Of all strange and unaccountable things this journalizing is the strangest. It will allow nothing to be predicated of it; its good is not good, nor its bad bad. If I make a huge effort to expose my innermost and richest wares to light, my counter seems cluttered with the meanest homemade stuffs; but after months or years I may discover the wealth of India, and whatever rarity is brought overland from Cathay, in that confused heap, and what perhaps seemed a festoon of dried apple or pumpkin will prove a string of Brazilian diamonds, or pearls from Coromandel.

Men lie behind the barrier of a relation as effectually concealed as the landscape by a mist; and when at length some unforeseen accident throws me into a new attitude to them, I am astounded, as if for the first time I saw the sun on the hillside. They lie out before me like a new order of things. As, when the master meets his pupil as a man, then first do we stand under the same heavens, and master and pupil alike go down the resistless ocean stream together.

Jan. 30. Saturday. Far over the fields, between the 183 tops of yonder wood, I see a slight cloud not larger than the vapor from a kettle, drifting by its own inward purpose in a direction contrary to the planet. As it flits across the dells and defiles of the tree-tops, now seen, then lost beyond a pine, I am curious to know wherein its will resides, for to my eye it has no heart, nor lungs, nor brain, nor any interior and private chamber which it may inhabit.

## Entries from a pointing dataset

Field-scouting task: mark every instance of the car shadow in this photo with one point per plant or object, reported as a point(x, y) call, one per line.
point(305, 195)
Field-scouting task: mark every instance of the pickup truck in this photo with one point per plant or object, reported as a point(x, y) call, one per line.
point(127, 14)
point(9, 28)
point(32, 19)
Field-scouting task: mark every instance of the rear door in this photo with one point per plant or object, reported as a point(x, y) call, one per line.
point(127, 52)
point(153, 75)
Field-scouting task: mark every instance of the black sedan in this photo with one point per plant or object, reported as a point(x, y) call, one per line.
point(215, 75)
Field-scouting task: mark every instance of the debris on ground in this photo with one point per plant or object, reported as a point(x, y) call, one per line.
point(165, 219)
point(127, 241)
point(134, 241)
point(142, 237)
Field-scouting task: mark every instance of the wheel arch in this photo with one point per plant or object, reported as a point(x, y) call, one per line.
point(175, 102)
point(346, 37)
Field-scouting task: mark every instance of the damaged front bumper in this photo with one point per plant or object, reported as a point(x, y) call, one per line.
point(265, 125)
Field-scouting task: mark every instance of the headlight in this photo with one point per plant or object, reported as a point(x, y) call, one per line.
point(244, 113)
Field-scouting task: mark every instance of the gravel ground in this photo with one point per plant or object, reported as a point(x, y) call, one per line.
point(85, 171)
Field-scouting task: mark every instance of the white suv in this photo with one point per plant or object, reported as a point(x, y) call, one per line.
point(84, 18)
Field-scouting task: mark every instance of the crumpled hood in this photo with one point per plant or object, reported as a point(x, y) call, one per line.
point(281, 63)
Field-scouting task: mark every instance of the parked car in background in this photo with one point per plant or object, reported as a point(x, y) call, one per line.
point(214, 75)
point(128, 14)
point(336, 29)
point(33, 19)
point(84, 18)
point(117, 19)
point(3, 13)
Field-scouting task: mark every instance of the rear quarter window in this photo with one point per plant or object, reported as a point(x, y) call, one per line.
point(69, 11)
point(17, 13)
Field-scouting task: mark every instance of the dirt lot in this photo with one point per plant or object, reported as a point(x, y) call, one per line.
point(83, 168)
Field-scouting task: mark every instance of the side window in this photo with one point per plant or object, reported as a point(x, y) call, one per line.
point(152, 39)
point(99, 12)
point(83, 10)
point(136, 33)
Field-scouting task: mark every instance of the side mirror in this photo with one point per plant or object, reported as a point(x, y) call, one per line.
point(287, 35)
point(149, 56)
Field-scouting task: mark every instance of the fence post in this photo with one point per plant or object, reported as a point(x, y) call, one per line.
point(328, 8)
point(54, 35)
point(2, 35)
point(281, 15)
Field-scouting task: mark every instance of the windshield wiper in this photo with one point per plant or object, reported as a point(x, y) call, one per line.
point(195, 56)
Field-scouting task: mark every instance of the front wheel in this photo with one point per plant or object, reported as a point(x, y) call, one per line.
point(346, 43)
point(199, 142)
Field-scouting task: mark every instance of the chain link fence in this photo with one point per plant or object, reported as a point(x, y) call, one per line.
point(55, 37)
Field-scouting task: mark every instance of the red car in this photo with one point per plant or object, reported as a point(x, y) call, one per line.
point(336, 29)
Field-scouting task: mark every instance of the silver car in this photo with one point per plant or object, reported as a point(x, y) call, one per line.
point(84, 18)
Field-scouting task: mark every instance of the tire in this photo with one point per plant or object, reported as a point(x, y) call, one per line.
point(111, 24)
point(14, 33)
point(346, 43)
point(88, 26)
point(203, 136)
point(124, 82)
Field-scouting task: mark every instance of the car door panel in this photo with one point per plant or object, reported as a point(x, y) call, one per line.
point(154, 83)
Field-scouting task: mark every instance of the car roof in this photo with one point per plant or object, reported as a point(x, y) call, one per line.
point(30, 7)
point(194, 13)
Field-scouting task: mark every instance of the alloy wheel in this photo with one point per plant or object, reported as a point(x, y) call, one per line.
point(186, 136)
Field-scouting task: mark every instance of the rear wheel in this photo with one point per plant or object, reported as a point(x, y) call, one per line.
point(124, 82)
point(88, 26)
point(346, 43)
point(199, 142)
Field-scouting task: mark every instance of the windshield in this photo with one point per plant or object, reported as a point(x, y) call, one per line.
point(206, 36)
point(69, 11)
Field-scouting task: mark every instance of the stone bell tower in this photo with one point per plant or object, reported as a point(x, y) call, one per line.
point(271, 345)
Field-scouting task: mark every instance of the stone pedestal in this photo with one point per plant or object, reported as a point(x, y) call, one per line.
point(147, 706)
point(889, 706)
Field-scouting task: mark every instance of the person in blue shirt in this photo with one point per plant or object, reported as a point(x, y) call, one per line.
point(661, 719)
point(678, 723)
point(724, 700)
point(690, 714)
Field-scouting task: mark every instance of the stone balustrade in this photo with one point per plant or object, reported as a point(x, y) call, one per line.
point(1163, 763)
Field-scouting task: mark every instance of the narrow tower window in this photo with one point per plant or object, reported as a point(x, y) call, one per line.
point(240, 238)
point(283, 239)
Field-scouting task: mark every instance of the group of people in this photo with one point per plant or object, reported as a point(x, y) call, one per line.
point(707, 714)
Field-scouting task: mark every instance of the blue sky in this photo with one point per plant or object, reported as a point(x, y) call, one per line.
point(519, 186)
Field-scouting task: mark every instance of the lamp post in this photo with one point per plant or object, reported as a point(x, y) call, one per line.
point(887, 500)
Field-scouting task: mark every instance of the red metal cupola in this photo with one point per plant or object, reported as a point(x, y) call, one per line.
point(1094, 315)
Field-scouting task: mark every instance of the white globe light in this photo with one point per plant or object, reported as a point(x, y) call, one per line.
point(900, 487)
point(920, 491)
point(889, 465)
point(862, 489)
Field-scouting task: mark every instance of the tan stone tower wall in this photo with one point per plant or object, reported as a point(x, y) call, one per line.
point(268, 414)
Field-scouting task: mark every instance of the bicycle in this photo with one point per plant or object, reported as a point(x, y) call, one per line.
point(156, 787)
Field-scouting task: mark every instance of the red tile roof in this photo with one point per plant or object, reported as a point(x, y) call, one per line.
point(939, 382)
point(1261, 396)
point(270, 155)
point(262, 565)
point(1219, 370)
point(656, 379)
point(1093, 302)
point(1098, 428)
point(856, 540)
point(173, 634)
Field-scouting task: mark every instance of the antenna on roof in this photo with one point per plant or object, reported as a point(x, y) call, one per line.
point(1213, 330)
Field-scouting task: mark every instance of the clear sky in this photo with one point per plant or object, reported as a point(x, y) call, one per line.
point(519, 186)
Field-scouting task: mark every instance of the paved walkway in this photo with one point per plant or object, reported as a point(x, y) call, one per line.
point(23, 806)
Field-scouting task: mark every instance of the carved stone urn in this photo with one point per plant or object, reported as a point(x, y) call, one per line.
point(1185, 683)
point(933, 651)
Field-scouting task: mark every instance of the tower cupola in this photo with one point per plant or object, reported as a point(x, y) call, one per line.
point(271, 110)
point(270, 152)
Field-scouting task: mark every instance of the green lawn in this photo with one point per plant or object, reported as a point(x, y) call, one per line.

## Exercise tasks
1. Answer these questions using the journal excerpt:
(a) What does the writer say a festoon of dried apple or pumpkin may prove to be?
(b) The barrier of a relation conceals men as effectually as what?
(c) What day and date head the dated entry?
2. List every organ that the journal excerpt says the cloud lacks.
3. Write out, word for word, the part of the journal excerpt that begins at the words "Men lie behind" and stops after "ocean stream together.".
The listing comes from a separate source.

## Answers to the exercise
1.
(a) A string of Brazilian diamonds, or pearls from Coromandel.
(b) As the landscape is concealed by a mist.
(c) Jan. 30, Saturday.

2. Heart, lungs, brain

3.
Men lie behind the barrier of a relation as effectually concealed as the landscape by a mist; and when at length some unforeseen accident throws me into a new attitude to them, I am astounded, as if for the first time I saw the sun on the hillside. They lie out before me like a new order of things. As, when the master meets his pupil as a man, then first do we stand under the same heavens, and master and pupil alike go down the resistless ocean stream together.